**Your task:** Rewrite the lines below as a Markdown table with the columns "Row" and "Line," numbering each row and skipping blank lines. Include every line but leave out the pictures.

**Data in this exercise:**

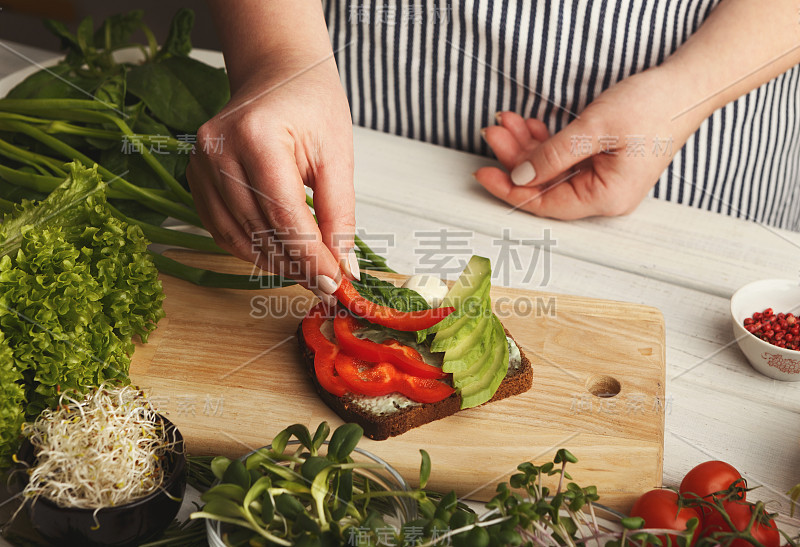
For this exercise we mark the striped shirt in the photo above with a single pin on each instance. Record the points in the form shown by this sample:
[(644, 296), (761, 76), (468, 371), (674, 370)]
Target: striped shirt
[(437, 71)]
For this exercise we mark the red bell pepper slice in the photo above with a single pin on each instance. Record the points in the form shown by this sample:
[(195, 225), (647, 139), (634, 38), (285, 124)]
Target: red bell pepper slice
[(383, 379), (385, 316), (405, 358), (366, 378), (325, 351)]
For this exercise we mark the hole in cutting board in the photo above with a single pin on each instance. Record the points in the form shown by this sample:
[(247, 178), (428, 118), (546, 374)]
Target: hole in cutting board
[(604, 386)]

**Output for this task:**
| Row | Line |
|---|---|
| 1 | For this exercise we mark the striped shirt in the photo above with a single pin on each instance. Record the points in the form shown by this sample: |
| 2 | [(644, 296), (761, 76), (468, 371), (674, 370)] |
| 3 | Target: striped shirt |
| 4 | [(437, 71)] |
| 5 | For this exercise we mark the red bell pepper slice in the photo above with a single pin on each instance. Record the points in the form shown by this sample: |
| 6 | [(195, 225), (647, 139), (634, 38), (285, 124)] |
| 7 | Target: red bell pepper slice |
| 8 | [(383, 379), (385, 316), (405, 358), (366, 378), (325, 351)] |
| 9 | For this exercise we mark the hole in cutting board in the photo above with a single pin on each instance. Record the points in the form shown by this sample: |
| 10 | [(247, 178), (428, 118), (546, 374)] |
| 11 | Target: hole in cutting board |
| 12 | [(604, 386)] |